[Position annotation records]
**********

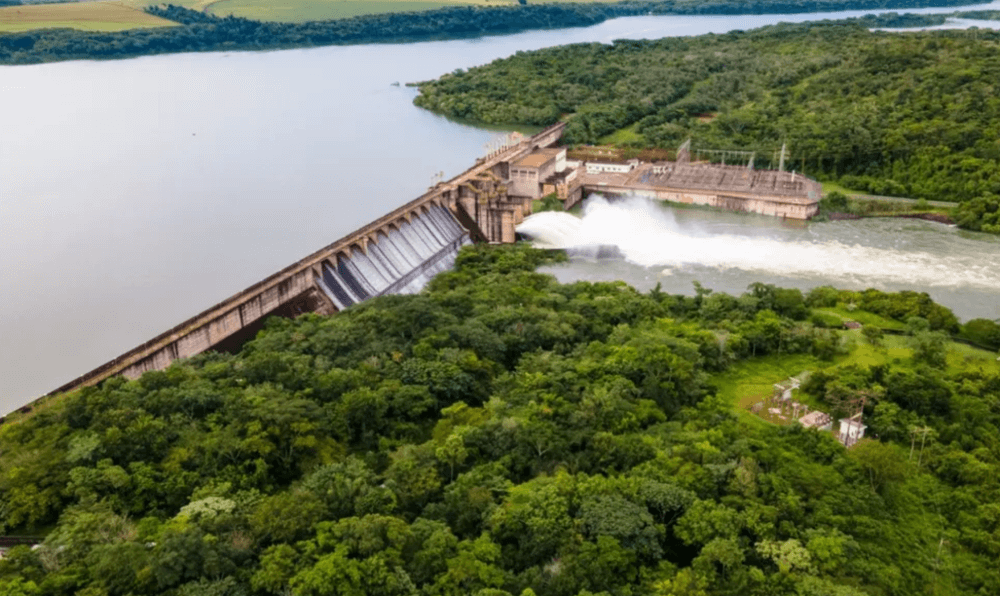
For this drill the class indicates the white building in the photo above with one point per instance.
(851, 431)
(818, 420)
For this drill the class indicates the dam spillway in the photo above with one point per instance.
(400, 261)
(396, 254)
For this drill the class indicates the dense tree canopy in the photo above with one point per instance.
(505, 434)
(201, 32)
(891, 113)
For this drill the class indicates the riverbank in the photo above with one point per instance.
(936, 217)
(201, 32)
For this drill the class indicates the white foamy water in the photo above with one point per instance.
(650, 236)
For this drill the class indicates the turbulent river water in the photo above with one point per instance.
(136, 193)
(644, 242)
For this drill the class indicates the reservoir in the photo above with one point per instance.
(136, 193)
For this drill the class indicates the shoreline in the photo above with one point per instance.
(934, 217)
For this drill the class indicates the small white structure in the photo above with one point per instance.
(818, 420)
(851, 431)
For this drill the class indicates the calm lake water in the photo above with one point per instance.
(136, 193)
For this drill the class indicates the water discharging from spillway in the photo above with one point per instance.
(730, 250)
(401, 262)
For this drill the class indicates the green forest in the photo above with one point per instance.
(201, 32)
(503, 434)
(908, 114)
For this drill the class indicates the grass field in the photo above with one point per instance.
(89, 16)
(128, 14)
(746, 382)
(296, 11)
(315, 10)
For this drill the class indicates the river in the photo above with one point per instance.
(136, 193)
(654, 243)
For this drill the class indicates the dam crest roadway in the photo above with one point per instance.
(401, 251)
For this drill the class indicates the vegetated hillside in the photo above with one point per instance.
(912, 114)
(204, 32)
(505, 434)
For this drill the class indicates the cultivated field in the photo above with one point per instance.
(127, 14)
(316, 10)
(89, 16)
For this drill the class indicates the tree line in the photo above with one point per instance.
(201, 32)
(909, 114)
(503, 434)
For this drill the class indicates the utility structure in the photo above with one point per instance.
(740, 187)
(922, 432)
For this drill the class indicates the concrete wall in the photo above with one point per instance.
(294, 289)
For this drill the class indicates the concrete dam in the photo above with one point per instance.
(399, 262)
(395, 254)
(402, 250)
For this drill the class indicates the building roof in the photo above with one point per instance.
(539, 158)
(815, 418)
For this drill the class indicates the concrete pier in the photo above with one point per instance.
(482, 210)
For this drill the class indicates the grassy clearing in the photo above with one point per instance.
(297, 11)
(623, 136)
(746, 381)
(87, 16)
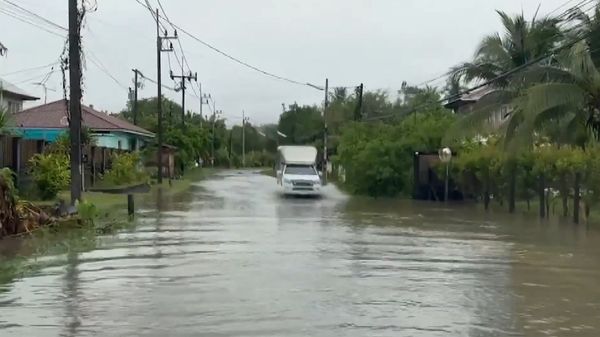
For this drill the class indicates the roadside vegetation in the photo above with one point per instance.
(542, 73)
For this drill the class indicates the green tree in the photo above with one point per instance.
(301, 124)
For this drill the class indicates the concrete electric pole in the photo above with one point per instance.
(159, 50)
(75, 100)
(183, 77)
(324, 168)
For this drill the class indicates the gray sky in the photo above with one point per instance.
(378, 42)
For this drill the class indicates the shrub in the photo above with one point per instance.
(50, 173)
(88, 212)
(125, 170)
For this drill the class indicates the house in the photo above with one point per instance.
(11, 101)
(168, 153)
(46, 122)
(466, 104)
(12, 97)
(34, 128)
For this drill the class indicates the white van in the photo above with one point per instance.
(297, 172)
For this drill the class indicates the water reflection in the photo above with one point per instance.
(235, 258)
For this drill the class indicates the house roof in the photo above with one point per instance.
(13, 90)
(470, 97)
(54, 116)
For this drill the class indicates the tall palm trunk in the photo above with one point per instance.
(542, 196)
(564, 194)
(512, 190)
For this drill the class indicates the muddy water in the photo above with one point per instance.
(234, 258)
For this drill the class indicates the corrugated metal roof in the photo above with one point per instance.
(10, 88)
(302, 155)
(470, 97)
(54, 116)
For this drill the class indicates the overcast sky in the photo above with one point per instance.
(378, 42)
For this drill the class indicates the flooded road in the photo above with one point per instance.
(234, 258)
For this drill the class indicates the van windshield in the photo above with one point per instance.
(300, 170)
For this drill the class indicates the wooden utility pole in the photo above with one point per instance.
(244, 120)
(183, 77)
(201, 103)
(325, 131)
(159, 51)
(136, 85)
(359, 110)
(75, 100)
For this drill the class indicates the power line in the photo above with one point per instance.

**********

▶ [REQUIRED TASK] Print every entry exactly as written, without the pictures.

▶ [PROBLEM SOLUTION]
For this drill the class indicates the white building in the photo above with one point per instance.
(851, 431)
(818, 420)
For this drill the class indicates the dam spillway in the photo above with one point per instance.
(400, 261)
(396, 254)
For this drill the class indicates the dense tree canopy in the photo above with one point per instance.
(505, 434)
(201, 32)
(891, 113)
For this drill the class indicates the riverbank in the photo above with one point per instance.
(936, 217)
(201, 32)
For this drill the class indicates the white foamy water in the photo above with one point per instance.
(650, 236)
For this drill the class indicates the turbulent river water in the photo above with one point per instance.
(136, 193)
(644, 242)
For this drill the class indicates the reservoir in the photo above with one point per instance.
(136, 193)
For this drill the class indicates the shoreline in the photo above with one point per instance.
(934, 217)
For this drill the class indicates the small white structure in the photo above with one point per instance.
(818, 420)
(851, 431)
For this drill the class indicates the calm lake water in the photo above with one point per instance.
(136, 193)
For this drill the class indicates the water discharging from spillway in the photo above with one point per instance.
(730, 250)
(401, 262)
For this drill the class indicates the green forest in the photo above with one point per instance.
(201, 32)
(503, 434)
(908, 114)
For this drill the class indicates the grass field in the photo above with one point per instance.
(89, 16)
(128, 14)
(746, 382)
(296, 11)
(315, 10)
For this drill the class indicates the river in the photo above with one point per instance.
(136, 193)
(654, 243)
For this drill the class indicates the dam crest roadway in the photo above with one point per instance.
(401, 251)
For this drill the class indicates the vegetated hillside in the photo above with one point per instance.
(912, 114)
(204, 32)
(505, 434)
For this drill the class indicates the cultivated field in the photo above with one point per instance.
(127, 14)
(316, 10)
(89, 16)
For this drill the class indicates the tree line in the photo above with one point per instance.
(201, 32)
(909, 114)
(503, 434)
For this drill the class indicates the utility structure in the photo above with one point per instance.
(740, 187)
(922, 432)
For this drill the class indicates the concrete wall in the photo above with one point per instance.
(294, 289)
For this drill the class indicates the concrete dam in the photo above with one point per instance.
(399, 262)
(395, 254)
(402, 250)
For this drill the class indicates the building roof in the photo above with one point per instance.
(539, 158)
(815, 418)
For this drill the class indicates the concrete pier in the photo above with one point per instance.
(482, 210)
For this drill the class indicates the grassy clearing in the photo above with one point per instance.
(297, 11)
(623, 136)
(746, 381)
(87, 16)
For this drill the class indicates the roadside vegetation in the photo above with one point per instance.
(542, 73)
For this drill the class indicates the green tree in the photo above with one point per instance.
(301, 124)
For this drill the class indicates the concrete electric pole in the photo above with one point per instance.
(159, 50)
(75, 100)
(183, 77)
(324, 168)
For this drill the class indicates the gray sky in the photo above with one point per instance.
(378, 42)
For this drill the class indicates the shrub in the photo above with one point per instance.
(50, 173)
(88, 212)
(125, 170)
For this drill the class indicates the house in the photo above with one point per instance.
(11, 101)
(168, 153)
(46, 122)
(466, 104)
(12, 97)
(34, 128)
For this drill the class indicates the white van in the photo above with one point per instance.
(297, 172)
For this drill the class indicates the water reflection in the photo above with one point per instance.
(235, 258)
For this drill the class indicates the house roof in the photo above with one point per instance.
(13, 90)
(470, 97)
(54, 116)
For this drill the class indicates the tall palm trunk in the photo above with one point per instance.
(542, 196)
(564, 194)
(512, 190)
For this drill the class indicates the muddy water in the photo above with one point per instance.
(234, 258)
For this drill the class indicates the corrugated metal roof in the photo above with one point per instance.
(10, 88)
(302, 155)
(470, 97)
(54, 116)
For this drill the class indicates the overcast sky in the photo above with one point per instance.
(378, 42)
For this drill the class indicates the flooded road in the photo above with one point per instance.
(234, 258)
For this drill the class indicates the van windshield in the photo above with one point per instance.
(300, 170)
For this drill the class indicates the wooden utility pole in the photo above with one point per instance.
(244, 120)
(183, 77)
(201, 103)
(325, 131)
(159, 51)
(136, 85)
(359, 110)
(75, 100)
For this drill the class indicates the power line in the photo above with one point per instance.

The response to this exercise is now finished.